Me detengo en mi propia obra y la reviso con la mirada de quien busca una clave oculta. Descubro que siempre vuelvo a las mismas obsesiones. La infancia, la memoria, la nostalgia. Y cada imagen que creí nueva resulta ser solo otra forma de decir lo que ya había dicho antes.
Puedo recordar el primer poema que escribí. Tenía doce años y hablaba de la mar de siente colores. No sabía entonces que pasaría el resto de mi vida escribiendo sobre él. No siempre de manera evidente, pero su sombra ha estado en cada verso, en cada texto, en cada intento de nombrar el mundo.
Porque, ¿qué es escribir sino intentar capturar lo imposible? La poesía no es más que la búsqueda de un centro, de una imagen que se escapa y a la que volvemos una y otra vez. No importa cuánto creamos haber avanzado: en el último poema nos espera el primero.

• [Registros de datos]
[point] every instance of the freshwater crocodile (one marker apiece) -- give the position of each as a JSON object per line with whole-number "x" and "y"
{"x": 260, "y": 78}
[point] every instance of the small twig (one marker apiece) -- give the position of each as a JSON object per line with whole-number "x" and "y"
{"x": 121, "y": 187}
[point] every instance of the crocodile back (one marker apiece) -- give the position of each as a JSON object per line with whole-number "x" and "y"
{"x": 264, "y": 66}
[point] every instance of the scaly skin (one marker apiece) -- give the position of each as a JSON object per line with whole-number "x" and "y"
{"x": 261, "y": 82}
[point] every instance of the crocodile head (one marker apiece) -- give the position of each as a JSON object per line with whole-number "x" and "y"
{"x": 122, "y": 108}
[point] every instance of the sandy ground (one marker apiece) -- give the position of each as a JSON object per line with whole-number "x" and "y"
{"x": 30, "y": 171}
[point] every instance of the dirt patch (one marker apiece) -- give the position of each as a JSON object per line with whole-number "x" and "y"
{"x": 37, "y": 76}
...
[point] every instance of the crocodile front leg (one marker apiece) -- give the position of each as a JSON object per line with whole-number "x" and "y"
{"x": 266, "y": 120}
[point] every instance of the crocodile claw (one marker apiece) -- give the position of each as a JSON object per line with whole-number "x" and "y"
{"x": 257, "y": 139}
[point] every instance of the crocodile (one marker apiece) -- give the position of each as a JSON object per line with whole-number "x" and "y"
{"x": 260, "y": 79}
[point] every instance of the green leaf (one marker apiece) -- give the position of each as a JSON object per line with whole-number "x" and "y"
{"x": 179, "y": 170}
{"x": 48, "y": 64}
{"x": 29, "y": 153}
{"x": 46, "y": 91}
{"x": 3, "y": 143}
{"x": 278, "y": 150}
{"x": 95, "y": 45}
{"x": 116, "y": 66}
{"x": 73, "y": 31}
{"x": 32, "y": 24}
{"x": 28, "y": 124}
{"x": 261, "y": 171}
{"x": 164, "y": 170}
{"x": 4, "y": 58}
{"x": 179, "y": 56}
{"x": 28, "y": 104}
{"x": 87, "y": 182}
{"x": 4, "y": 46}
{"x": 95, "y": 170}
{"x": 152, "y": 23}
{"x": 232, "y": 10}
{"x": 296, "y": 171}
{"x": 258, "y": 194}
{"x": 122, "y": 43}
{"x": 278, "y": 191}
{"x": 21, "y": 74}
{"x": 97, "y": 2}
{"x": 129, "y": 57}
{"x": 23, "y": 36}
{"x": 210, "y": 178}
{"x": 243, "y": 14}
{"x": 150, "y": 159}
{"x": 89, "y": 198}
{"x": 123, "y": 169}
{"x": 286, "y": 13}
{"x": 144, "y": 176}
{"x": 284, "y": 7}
==
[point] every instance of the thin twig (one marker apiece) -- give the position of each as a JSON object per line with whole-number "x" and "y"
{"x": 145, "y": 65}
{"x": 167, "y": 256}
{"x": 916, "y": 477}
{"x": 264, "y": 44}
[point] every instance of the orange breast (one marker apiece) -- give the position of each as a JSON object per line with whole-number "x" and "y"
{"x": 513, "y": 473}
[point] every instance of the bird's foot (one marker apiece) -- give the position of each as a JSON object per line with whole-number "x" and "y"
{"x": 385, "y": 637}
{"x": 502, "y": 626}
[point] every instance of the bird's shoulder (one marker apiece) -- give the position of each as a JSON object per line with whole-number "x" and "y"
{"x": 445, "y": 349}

• [Tarea asignada]
Según el fragmento para leer, ¿a qué obsesiones vuelve siempre quien escribe?

• [Resultado final]
A la infancia, la memoria y la nostalgia.